> The task
In the entries below, find the line with "GET /detect?q=concrete floor&fmt=prose_corners" and the line with "GET /detect?q=wooden beam&fmt=prose_corners"; copy them and every line between them exactly, but not the pictures.

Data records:
☆ ☆ ☆ ☆ ☆ ☆ ☆

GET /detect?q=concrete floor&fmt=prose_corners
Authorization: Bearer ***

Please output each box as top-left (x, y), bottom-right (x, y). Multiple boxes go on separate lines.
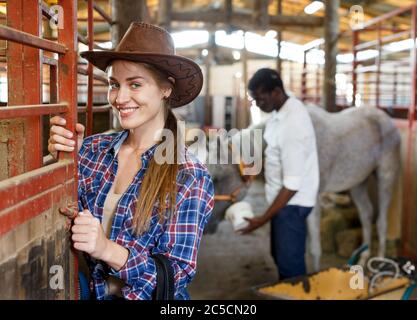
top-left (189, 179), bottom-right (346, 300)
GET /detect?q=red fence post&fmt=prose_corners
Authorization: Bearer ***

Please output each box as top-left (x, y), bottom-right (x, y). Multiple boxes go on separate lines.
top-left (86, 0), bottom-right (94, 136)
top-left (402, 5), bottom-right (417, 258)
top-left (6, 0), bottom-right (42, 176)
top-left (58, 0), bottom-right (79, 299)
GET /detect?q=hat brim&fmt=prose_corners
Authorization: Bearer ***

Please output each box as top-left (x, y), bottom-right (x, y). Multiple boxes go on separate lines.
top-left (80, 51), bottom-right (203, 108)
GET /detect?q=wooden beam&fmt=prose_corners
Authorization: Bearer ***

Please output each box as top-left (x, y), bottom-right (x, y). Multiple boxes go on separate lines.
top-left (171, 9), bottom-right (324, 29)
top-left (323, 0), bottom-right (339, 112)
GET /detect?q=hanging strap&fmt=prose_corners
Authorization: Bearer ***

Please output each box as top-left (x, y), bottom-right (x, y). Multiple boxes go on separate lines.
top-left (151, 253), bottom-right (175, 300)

☆ ☆ ☆ ☆ ☆ ☆ ☆

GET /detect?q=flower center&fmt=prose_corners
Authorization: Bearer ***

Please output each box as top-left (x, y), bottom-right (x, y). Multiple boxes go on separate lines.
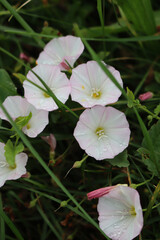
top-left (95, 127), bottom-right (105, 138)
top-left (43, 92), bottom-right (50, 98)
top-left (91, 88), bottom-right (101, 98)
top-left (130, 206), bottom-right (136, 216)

☆ ☆ ☆ ☆ ☆ ☆ ☆

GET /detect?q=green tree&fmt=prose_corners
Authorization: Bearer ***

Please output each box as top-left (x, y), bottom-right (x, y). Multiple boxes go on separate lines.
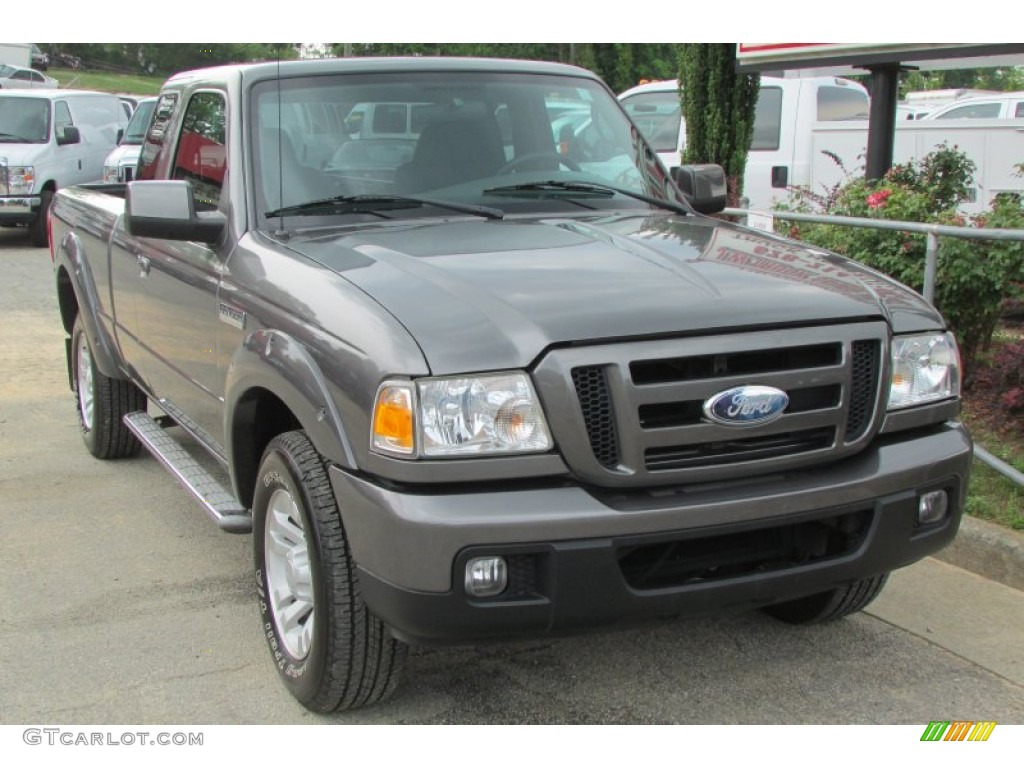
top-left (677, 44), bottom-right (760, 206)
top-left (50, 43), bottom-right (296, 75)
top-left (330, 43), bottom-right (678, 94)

☆ ☆ ☆ ☆ ☆ ☆ ☆

> Result
GET /detect?q=concrete floor&fmt=prose_corners
Authorization: Bearer ***

Please output each box as top-left (x, y), bottom-right (x, y). Multiple boxes go on separate lines.
top-left (189, 179), bottom-right (346, 300)
GET /detect?q=red fence post&fmt=prose_corners
Authorization: Bearer ***

Please output each box as top-left (x, y), bottom-right (x, y). Multiple boxes go on separate lines.
top-left (86, 0), bottom-right (94, 136)
top-left (402, 5), bottom-right (417, 258)
top-left (6, 0), bottom-right (42, 176)
top-left (58, 0), bottom-right (79, 299)
GET /detect?q=hat brim&fmt=prose_corners
Authorization: Bearer ***

Please output each box as top-left (x, y), bottom-right (x, y). Multiple boxes go on separate lines.
top-left (80, 51), bottom-right (203, 108)
GET /detect?q=wooden beam&fmt=prose_corners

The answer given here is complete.